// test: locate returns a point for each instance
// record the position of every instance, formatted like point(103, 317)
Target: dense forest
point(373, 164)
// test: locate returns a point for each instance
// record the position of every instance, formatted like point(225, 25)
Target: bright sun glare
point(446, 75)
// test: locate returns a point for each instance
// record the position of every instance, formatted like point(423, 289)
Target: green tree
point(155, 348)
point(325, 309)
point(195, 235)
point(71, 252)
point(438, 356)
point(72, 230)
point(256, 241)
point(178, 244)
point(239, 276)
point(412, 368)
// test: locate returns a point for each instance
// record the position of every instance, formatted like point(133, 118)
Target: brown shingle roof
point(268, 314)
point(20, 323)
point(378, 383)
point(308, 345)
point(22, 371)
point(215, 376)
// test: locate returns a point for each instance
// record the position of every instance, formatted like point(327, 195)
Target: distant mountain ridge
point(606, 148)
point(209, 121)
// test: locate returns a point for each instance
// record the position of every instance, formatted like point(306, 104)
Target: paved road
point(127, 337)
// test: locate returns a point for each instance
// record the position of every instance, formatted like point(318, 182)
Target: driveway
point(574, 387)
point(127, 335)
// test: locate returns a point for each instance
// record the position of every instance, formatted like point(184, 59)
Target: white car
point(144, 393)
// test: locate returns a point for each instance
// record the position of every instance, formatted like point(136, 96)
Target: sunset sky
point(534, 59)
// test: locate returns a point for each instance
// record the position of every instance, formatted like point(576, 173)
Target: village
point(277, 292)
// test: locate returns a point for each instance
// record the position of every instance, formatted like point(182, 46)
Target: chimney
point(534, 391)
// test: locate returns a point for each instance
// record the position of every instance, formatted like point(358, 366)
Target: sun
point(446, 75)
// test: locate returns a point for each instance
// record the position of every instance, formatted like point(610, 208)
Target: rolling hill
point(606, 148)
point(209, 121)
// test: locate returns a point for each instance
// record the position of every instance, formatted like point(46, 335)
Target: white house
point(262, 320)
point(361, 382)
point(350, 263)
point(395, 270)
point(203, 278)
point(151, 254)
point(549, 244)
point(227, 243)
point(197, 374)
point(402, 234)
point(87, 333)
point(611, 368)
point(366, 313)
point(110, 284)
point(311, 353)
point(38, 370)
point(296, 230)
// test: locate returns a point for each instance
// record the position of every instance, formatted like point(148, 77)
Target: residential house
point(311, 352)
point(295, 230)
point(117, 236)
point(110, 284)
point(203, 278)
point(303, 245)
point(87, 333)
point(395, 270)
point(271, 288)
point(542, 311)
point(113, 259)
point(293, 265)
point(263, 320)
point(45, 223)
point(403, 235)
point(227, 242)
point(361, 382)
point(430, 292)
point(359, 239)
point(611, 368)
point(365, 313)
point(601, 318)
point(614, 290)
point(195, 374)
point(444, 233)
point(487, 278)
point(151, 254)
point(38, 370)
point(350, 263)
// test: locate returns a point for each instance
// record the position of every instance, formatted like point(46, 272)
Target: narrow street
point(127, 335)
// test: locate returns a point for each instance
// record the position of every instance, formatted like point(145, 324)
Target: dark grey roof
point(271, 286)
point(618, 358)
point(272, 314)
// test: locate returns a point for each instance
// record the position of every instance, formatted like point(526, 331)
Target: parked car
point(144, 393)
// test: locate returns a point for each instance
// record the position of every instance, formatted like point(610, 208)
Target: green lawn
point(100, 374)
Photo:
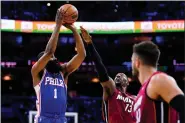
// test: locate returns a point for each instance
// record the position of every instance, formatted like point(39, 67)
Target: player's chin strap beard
point(53, 66)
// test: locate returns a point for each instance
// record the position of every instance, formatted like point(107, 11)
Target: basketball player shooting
point(159, 100)
point(117, 104)
point(51, 89)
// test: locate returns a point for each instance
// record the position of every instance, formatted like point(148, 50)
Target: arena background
point(161, 22)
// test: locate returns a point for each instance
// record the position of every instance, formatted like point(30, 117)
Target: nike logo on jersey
point(54, 81)
point(125, 99)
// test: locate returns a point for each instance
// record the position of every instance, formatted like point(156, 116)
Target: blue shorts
point(43, 119)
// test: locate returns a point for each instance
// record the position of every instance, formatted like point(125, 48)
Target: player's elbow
point(82, 55)
point(50, 52)
point(33, 70)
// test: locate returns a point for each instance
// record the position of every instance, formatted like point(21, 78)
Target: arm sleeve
point(102, 72)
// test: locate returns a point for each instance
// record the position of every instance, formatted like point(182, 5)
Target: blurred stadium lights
point(7, 77)
point(19, 40)
point(95, 80)
point(129, 79)
point(48, 4)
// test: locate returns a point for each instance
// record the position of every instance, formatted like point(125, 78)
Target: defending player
point(117, 104)
point(159, 97)
point(51, 89)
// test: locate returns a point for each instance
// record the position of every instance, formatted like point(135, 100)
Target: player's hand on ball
point(70, 26)
point(59, 19)
point(87, 38)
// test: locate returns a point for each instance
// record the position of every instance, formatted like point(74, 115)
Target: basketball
point(69, 12)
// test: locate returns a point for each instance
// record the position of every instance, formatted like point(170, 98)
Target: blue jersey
point(52, 95)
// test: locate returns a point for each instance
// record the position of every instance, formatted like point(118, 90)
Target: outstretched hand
point(87, 38)
point(59, 18)
point(70, 26)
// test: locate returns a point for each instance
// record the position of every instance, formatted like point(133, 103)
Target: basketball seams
point(67, 9)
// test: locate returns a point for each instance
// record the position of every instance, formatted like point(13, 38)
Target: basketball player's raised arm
point(77, 60)
point(107, 83)
point(49, 51)
point(167, 88)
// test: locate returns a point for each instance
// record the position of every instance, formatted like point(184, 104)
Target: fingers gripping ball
point(69, 12)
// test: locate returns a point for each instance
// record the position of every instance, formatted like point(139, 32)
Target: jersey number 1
point(55, 93)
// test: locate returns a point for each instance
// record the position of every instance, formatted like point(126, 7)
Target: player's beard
point(135, 72)
point(53, 66)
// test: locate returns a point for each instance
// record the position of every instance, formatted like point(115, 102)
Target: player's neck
point(123, 89)
point(145, 73)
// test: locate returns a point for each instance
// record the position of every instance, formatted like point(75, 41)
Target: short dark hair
point(40, 55)
point(148, 52)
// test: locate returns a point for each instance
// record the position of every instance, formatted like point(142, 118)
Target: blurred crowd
point(96, 11)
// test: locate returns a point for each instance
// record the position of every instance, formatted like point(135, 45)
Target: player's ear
point(138, 62)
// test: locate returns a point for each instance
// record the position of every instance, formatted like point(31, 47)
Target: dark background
point(18, 96)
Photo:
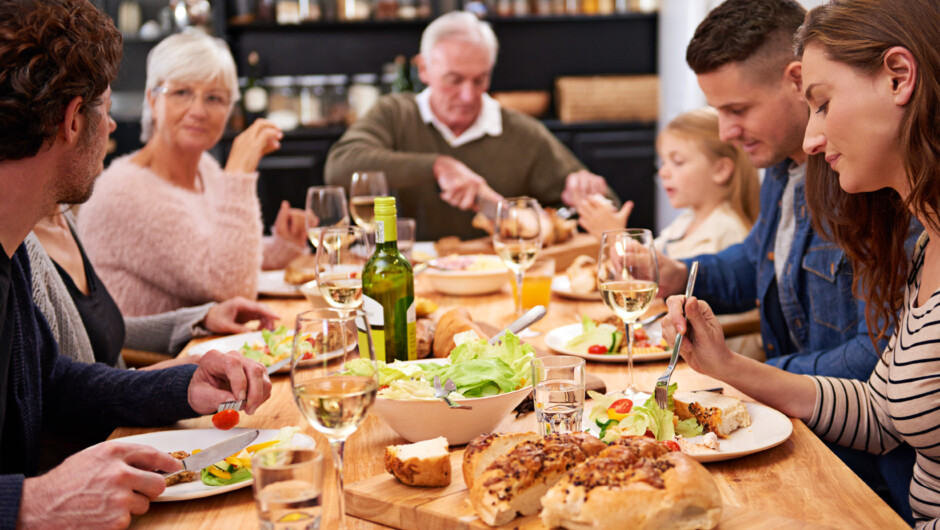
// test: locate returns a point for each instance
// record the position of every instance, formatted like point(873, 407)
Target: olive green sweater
point(525, 160)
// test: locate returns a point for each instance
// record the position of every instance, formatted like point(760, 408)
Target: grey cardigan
point(164, 332)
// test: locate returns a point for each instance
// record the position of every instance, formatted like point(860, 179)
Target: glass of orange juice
point(537, 284)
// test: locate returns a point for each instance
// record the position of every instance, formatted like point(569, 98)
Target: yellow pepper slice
point(219, 473)
point(262, 445)
point(614, 415)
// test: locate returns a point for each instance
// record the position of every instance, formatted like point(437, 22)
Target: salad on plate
point(477, 368)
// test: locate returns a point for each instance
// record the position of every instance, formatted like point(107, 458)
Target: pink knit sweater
point(159, 247)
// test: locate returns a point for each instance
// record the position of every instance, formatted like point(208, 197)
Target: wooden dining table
point(797, 484)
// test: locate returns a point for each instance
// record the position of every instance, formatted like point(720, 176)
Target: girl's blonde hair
point(701, 126)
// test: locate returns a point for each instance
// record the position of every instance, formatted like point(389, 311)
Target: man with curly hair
point(57, 60)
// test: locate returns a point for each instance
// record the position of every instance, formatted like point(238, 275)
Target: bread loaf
point(484, 449)
point(515, 482)
point(455, 321)
point(638, 484)
point(425, 463)
point(582, 275)
point(301, 270)
point(716, 413)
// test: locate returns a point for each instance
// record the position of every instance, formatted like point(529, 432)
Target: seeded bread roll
point(515, 482)
point(424, 463)
point(634, 485)
point(484, 449)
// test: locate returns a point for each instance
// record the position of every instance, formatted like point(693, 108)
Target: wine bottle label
point(386, 230)
point(256, 99)
point(412, 332)
point(376, 316)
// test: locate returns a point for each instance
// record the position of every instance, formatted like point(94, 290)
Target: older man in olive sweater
point(446, 146)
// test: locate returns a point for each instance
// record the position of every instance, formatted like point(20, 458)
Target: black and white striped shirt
point(900, 401)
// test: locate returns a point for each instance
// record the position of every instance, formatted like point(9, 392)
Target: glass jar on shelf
point(351, 10)
point(336, 106)
point(287, 11)
point(386, 9)
point(310, 11)
point(407, 9)
point(363, 93)
point(312, 95)
point(283, 102)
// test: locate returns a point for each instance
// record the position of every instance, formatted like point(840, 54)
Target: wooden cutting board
point(563, 253)
point(384, 500)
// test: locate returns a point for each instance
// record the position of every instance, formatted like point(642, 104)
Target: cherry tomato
point(225, 419)
point(620, 409)
point(622, 406)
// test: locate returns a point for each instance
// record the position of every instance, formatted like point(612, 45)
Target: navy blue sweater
point(42, 391)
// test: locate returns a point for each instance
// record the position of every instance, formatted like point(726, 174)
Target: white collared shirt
point(489, 122)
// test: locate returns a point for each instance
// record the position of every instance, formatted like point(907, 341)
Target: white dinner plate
point(271, 283)
point(558, 337)
point(235, 342)
point(769, 428)
point(561, 286)
point(189, 439)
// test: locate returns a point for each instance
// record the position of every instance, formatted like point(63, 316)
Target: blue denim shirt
point(810, 321)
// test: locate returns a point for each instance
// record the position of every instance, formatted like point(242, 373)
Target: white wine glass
point(341, 254)
point(363, 189)
point(326, 207)
point(517, 237)
point(334, 381)
point(628, 279)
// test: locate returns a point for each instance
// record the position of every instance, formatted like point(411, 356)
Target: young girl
point(871, 74)
point(714, 180)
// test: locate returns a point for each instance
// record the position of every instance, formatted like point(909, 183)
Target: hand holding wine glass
point(333, 401)
point(517, 237)
point(363, 189)
point(325, 208)
point(628, 279)
point(341, 254)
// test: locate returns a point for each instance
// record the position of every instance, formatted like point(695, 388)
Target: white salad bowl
point(417, 420)
point(485, 274)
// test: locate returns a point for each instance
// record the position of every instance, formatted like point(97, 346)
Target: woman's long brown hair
point(871, 227)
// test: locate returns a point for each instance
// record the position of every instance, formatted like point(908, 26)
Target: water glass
point(559, 393)
point(288, 486)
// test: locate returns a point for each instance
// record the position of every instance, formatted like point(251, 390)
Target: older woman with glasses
point(167, 226)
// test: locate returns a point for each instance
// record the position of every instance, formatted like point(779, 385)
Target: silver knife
point(487, 207)
point(531, 317)
point(216, 453)
point(278, 365)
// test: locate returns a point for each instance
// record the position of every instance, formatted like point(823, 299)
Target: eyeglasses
point(184, 97)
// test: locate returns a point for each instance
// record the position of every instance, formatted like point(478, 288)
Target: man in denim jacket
point(811, 323)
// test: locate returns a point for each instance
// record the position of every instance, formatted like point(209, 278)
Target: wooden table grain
point(799, 481)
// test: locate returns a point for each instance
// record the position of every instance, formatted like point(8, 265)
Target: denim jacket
point(810, 321)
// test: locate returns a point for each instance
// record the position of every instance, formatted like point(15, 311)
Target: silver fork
point(565, 212)
point(662, 384)
point(234, 405)
point(449, 386)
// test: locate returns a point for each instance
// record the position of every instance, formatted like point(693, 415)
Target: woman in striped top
point(871, 74)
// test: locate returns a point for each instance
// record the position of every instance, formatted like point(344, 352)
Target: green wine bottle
point(388, 291)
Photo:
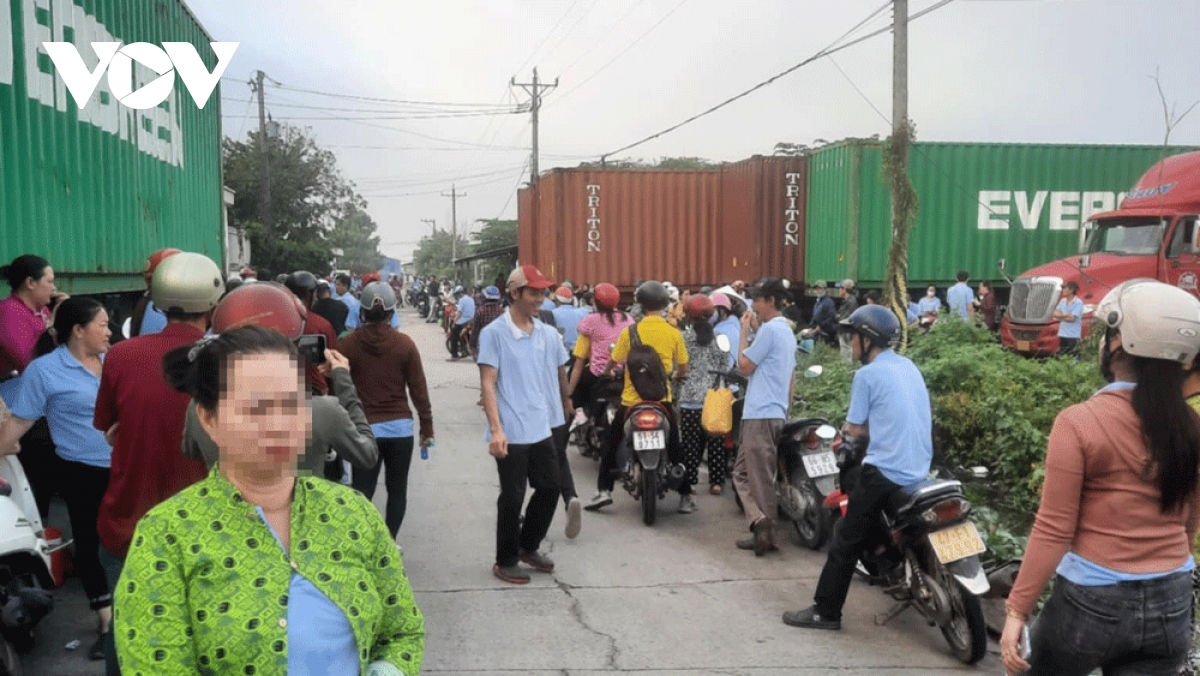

+ + + +

* _What you are asked to do_
Please count the lines of the records that contain the string "wine", matching case exactly, and give only the number.

* _Correct result_
4